§ **Assignment**
Print all of the data below exactly as it appears, leaving out every image.

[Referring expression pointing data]
--
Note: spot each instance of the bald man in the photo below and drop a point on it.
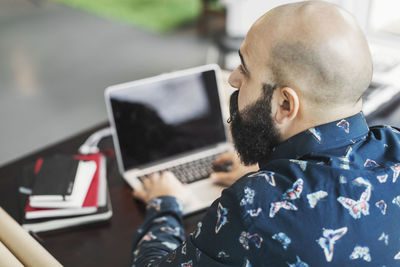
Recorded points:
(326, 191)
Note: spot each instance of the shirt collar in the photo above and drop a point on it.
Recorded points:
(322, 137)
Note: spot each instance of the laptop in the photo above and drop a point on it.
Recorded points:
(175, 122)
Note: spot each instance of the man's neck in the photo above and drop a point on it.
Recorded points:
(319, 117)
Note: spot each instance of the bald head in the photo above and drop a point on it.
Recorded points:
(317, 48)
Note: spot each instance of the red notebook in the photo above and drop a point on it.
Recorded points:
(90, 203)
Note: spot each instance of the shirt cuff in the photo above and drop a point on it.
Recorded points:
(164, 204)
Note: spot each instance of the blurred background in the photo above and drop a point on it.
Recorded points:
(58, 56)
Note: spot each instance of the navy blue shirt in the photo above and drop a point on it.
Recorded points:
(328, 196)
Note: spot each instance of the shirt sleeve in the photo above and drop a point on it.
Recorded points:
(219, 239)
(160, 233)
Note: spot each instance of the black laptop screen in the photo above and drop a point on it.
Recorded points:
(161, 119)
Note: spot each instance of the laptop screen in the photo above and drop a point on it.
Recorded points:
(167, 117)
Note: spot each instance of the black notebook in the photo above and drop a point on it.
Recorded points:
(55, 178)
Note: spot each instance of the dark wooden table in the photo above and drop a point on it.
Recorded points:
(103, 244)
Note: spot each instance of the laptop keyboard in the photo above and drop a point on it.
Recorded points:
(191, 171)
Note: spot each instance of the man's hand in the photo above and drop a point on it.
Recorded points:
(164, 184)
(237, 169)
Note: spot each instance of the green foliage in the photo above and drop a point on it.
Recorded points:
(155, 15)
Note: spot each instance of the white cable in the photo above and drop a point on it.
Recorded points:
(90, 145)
--
§ **Result of this exercise**
Note: spot each instance of the bald man in the photo below and drop a point on it.
Recorded points:
(326, 191)
Note: spot each instance of the shirt collar in the photo above and drop a point on it.
Recorded points:
(322, 137)
Note: spot each instance of the laptop in the photo above and drop a point on it.
Recorded points:
(175, 122)
Note: spot each instance of the man's neck in the photo above and drop a point on it.
Recorded points:
(319, 117)
Note: spot each instance of the bald head in the photo above and drop a point on it.
Recorded points:
(317, 48)
Note: spot each instance of the red notebook in the photo above and drop a point on it.
Recorded points:
(90, 203)
Note: spot each instance of the shirt cuff in the photo above and drop a point on it.
Recorded points:
(164, 204)
Note: spot each instance of the blurred background in the photo above and drop a point on it.
Recorded points:
(58, 56)
Note: spot each instance of the navy blue shirt in the photo above and drop a point on it.
Recorded points:
(328, 196)
Note: spot each instance of the shirt sleeve in the photo above and drop a point on it.
Recorded points:
(219, 239)
(160, 233)
Note: spot each instance of the black laptop screen in the photo above and drop a point on it.
Recorded points:
(161, 119)
Note: spot each instance of the laptop screen in the photo above and drop a point on it.
Recorded points:
(167, 117)
Note: spot each instance of the black notebook in the photo above and drop a point on it.
Recorded points:
(55, 178)
Note: spot each instance of the dark wooden table in the photo above and drop a point on it.
Recorded points:
(103, 244)
Note: spot each instance of the laptop keyboard in the photo above and drop a point on it.
Recorded points:
(191, 171)
Note: spot each instance of the man's hand in the photo above and drop a point on it.
Recorded points:
(164, 184)
(237, 169)
Note: spot each instance of the green foliage in the photo above and drop a point on it.
Recorded points:
(155, 15)
Note: spot each instance of the white cable in the photo above and drop a point on it.
Recorded points:
(90, 145)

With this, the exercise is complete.